● **Stored records**
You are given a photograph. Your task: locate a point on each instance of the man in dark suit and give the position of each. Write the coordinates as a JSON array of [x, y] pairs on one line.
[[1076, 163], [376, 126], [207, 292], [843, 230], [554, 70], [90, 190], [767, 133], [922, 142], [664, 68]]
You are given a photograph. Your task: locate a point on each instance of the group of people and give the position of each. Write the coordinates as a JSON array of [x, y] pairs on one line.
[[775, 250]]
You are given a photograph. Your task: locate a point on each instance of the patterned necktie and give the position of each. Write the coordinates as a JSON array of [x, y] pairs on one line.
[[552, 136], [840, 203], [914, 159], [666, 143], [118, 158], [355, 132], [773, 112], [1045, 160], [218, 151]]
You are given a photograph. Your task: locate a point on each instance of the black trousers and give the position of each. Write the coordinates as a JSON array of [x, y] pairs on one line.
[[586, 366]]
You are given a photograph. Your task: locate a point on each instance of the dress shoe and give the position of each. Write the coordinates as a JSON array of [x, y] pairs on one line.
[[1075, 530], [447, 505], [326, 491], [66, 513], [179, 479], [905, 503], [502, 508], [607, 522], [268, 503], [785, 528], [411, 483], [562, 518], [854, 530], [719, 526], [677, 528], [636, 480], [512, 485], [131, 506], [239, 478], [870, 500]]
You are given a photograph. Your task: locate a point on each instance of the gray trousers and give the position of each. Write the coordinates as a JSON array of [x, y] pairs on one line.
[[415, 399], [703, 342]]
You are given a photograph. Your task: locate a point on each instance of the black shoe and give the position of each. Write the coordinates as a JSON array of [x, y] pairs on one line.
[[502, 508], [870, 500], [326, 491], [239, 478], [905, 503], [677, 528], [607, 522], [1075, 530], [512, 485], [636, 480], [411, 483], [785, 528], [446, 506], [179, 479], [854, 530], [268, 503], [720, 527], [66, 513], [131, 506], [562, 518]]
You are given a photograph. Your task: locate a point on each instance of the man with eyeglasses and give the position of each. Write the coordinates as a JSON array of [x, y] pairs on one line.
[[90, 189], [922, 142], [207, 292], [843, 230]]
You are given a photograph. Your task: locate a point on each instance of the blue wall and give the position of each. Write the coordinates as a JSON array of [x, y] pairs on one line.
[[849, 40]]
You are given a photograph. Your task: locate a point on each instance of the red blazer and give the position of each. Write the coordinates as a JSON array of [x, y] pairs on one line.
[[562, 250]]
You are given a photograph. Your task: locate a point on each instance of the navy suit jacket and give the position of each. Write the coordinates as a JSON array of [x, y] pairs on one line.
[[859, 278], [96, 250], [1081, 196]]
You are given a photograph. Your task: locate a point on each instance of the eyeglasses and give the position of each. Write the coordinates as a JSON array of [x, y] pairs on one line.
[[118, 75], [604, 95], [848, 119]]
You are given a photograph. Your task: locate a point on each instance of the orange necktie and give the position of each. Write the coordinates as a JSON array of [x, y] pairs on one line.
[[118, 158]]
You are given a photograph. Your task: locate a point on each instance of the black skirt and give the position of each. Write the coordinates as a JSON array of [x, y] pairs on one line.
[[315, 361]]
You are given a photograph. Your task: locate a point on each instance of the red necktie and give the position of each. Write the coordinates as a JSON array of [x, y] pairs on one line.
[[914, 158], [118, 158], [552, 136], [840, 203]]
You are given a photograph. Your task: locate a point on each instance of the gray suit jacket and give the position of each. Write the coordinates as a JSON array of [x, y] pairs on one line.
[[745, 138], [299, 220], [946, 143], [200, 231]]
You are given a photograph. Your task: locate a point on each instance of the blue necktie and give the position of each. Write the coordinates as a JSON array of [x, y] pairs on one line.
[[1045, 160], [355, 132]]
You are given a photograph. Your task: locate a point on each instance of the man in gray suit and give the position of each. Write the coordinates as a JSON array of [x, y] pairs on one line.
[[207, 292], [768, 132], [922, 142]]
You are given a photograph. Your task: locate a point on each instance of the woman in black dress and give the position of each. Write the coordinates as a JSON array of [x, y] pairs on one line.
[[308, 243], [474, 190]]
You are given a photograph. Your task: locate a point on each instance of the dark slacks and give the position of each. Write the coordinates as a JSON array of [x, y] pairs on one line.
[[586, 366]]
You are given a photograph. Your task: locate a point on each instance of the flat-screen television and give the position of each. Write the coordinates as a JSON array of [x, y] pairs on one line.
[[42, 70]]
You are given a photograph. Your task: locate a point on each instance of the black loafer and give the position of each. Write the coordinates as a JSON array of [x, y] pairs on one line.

● **WHAT YOU WILL DO**
Please give an exact copy of every entry.

● **OUTPUT**
You are given a photograph. Your task: locate a point on each instance of the man in dark suit and give the position of each. Write the coordinates as a JSON array of [x, y] pairs on one line.
[[1076, 163], [376, 126], [207, 292], [843, 230], [554, 70], [90, 190], [767, 133], [922, 142], [664, 68]]
You are given a photograph. Your task: locate a point on each instance of the group of people and give the position of each. Write the coordinates as a JSON array of [x, y] pairs on one line.
[[775, 250]]
You are given a photograph. Your task: locate a point on each instance of the patterned necktie and give the position of each. Write the coordinates as a JSON array of [x, y] pairs on one line.
[[552, 136], [840, 203], [914, 159], [666, 143], [118, 158], [355, 132], [773, 112], [1045, 160], [218, 151]]
You are given a photograph. Your task: locate a point on each instance of the black trousers and give the position of each. Write the coordinates as a JSON array of [x, y] pairs on one line.
[[586, 366]]
You are given a photograph. Your task: locate a point on each instance of the dress shoe and give the position of each. Write the coordinates as a JSON array of [x, y] pairs on one line.
[[1075, 530], [447, 505], [326, 491], [66, 513], [179, 479], [905, 503], [502, 508], [607, 522], [268, 503], [785, 528], [411, 483], [562, 518], [854, 530], [719, 526], [677, 528], [636, 480], [512, 485], [131, 506], [239, 478], [870, 500]]
You are given a photograph. Your task: locate a point on each instance of the gray trousers and give the position of each. Write the coordinates as a JSON array of [x, y] pairs on one line.
[[415, 399], [703, 342]]
You are given a photograph. Your task: locate a point on each instance of the black shoe and give the position of each. Write the coordinates as a JSON array of [x, y] pairs on one line.
[[502, 508], [870, 500], [326, 491], [239, 478], [905, 503], [677, 528], [607, 522], [1075, 530], [512, 485], [636, 480], [411, 483], [785, 528], [446, 506], [179, 479], [854, 530], [268, 503], [720, 527], [66, 513], [131, 506], [562, 518]]
You are given a photograph. Your task: locate a point on each instance of the man with eyeglasses and give the position of each. Write the coordinates as a JSON array of [x, y] pairs on one line.
[[90, 189], [922, 142], [207, 292], [843, 230]]
You are given a photograph. Your task: locate a point on each instance of the blue wall and give the position of each. Write the coordinates as a JSON array of [x, y] pairs on one line.
[[849, 40]]
You are given a photograph. Your task: locate a point on each instance of the red blazer and give the position of each. Write the coordinates as a JSON array of [x, y] pairs on one line.
[[562, 250]]
You are given a photograph. Your task: locate a point on each instance of the navy suit jacket and give the position of each. Write the coordinates as a JSON array of [x, y] pairs on one line.
[[859, 278], [96, 250], [1081, 196]]
You are given a photograph. Your task: locate a point on each instance of the eyeglasses and give the position of each. Write the coordinates as a JSON array of [x, y] pairs on one line.
[[118, 75], [604, 95], [848, 119]]
You are given a photograph. Your task: locate a point on each instance of the orange necktie and give the position of each. Write the coordinates as a JSON array of [x, y] pairs on one line.
[[118, 158]]
You are given a photograph. Your task: locate a point on each instance of the black skirt and give the position of each. Write the coordinates as a JSON array of [x, y] pairs on one line.
[[315, 361]]
You are given a photograph. Your task: locate a point on each instance of the red necktie and give the position of each. Write the coordinates as a JSON array of [x, y] pairs on one line.
[[914, 158], [118, 158], [552, 136], [840, 203]]
You are given a photograph. Your task: locate a point on each instance of the gray suit jacket and give the position of each. Write the coordinates as a JSON array of [x, y] pairs on one line.
[[745, 138], [299, 220], [946, 143], [200, 231]]
You are given a photograph. Your task: locate a point on each instance of the blue necktie and give the position of each. Write the coordinates as a JSON array of [x, y] pairs on one line.
[[1045, 160], [355, 132]]
You are given a photograph. Your task: locate a point on each instance of the man in gray suit and give the position of each. Write the coordinates as a JSON array of [x, y] pairs on one line.
[[207, 292], [768, 132], [922, 142]]
You are given a photograph. Your task: locate a point on each instance of the woman in black dress and give the position of each. Write the coordinates as a JSON array of [x, y] pairs on one line.
[[308, 243], [474, 190]]
You are given a photograph. Your task: locate a point on each instance of the dark slacks and give the position of each. Write the coordinates as a JSON array of [x, y] pairs on one line.
[[586, 366]]
You are given a photograph. Your task: locate a point on each instance of the flat-screen television and give the position of each. Write the coordinates as a JSON array of [x, y] pairs on one line.
[[42, 70]]
You are given a photograph. Your task: locate a point on each instance of the black loafer and give the position of each. Write the coordinates as a JSON array of [x, y] pairs on one line.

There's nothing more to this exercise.